[STUDY MATERIAL Boundary: Start]

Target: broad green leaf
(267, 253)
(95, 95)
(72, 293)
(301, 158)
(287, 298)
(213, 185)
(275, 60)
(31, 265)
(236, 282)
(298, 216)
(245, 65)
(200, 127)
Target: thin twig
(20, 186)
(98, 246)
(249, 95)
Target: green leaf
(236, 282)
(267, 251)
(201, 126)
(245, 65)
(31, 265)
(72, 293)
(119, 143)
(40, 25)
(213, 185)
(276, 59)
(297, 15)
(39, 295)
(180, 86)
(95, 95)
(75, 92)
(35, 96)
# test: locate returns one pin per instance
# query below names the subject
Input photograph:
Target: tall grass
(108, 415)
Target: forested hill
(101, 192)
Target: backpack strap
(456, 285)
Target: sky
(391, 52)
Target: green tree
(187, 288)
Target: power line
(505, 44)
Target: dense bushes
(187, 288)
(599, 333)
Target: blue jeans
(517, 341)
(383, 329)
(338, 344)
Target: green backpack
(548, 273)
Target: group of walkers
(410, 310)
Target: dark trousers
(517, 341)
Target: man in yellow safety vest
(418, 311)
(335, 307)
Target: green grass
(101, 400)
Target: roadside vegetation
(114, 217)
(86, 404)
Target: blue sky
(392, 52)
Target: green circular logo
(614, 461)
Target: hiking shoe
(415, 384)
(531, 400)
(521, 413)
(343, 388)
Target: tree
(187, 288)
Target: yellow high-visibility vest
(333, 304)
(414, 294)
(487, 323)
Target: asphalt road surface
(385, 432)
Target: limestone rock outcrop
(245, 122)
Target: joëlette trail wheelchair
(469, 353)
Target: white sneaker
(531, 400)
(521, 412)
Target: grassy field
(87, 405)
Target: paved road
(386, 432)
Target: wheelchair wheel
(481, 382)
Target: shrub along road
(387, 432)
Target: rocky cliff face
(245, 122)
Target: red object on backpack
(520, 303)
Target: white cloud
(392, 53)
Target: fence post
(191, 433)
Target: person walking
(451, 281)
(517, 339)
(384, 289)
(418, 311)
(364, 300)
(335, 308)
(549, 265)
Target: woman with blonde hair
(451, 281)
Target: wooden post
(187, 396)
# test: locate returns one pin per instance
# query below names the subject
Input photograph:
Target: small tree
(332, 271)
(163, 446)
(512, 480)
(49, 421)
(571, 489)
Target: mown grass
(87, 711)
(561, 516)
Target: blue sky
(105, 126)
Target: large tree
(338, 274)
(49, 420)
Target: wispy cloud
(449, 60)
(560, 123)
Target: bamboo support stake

[STUDY MATERIAL Boundary: End]

Each of the entries must be set down exactly, none omitted.

— TASK ANSWER —
Target: broad green leaf
(267, 253)
(95, 95)
(72, 293)
(301, 158)
(287, 298)
(213, 185)
(275, 60)
(31, 265)
(236, 282)
(298, 216)
(245, 65)
(200, 127)
Target: thin twig
(20, 186)
(98, 246)
(249, 95)
Target: green leaf
(236, 282)
(267, 251)
(201, 126)
(245, 65)
(31, 265)
(72, 293)
(119, 143)
(40, 25)
(213, 185)
(276, 59)
(297, 15)
(39, 295)
(180, 86)
(95, 95)
(75, 92)
(35, 96)
# test: locate returns one pin per instance
# query below names the subject
Input photograph:
Target: tall grass
(108, 415)
Target: forested hill
(101, 192)
Target: backpack strap
(456, 285)
Target: sky
(391, 52)
Target: green tree
(187, 288)
Target: power line
(505, 44)
Target: dense bushes
(187, 288)
(599, 333)
Target: blue jeans
(517, 341)
(383, 329)
(338, 344)
Target: green backpack
(548, 273)
Target: group of walkers
(410, 310)
Target: dark trousers
(517, 341)
Target: man in yellow safety vest
(418, 311)
(335, 307)
Target: green grass
(101, 400)
Target: roadside vegetation
(114, 217)
(86, 404)
Target: blue sky
(392, 52)
Target: green circular logo
(614, 461)
Target: hiking shoe
(415, 384)
(531, 400)
(521, 413)
(343, 388)
Target: tree
(187, 288)
Target: yellow high-visibility vest
(333, 304)
(414, 294)
(487, 323)
Target: asphalt road surface
(385, 432)
Target: limestone rock outcrop
(245, 122)
Target: joëlette trail wheelchair
(469, 353)
Target: white sneaker
(531, 400)
(521, 412)
Target: grassy field
(87, 405)
Target: paved road
(386, 432)
Target: wheelchair wheel
(481, 382)
Target: shrub along road
(387, 432)
Target: rocky cliff face
(245, 122)
Target: red object on backpack
(520, 303)
Target: white cloud
(392, 53)
Target: fence post
(191, 433)
Target: person walking
(451, 281)
(517, 339)
(384, 289)
(418, 311)
(364, 300)
(335, 308)
(549, 265)
Target: woman with blonde hair
(451, 281)
Target: wooden post
(187, 396)
# test: locate returns one pin per instance
# query below names the subject
Input photograph:
Target: small tree
(332, 271)
(163, 446)
(512, 480)
(49, 421)
(571, 489)
Target: mown grass
(87, 711)
(561, 516)
Target: blue sky
(105, 126)
Target: large tree
(338, 274)
(49, 420)
Target: wispy cloud
(449, 60)
(560, 123)
Target: bamboo support stake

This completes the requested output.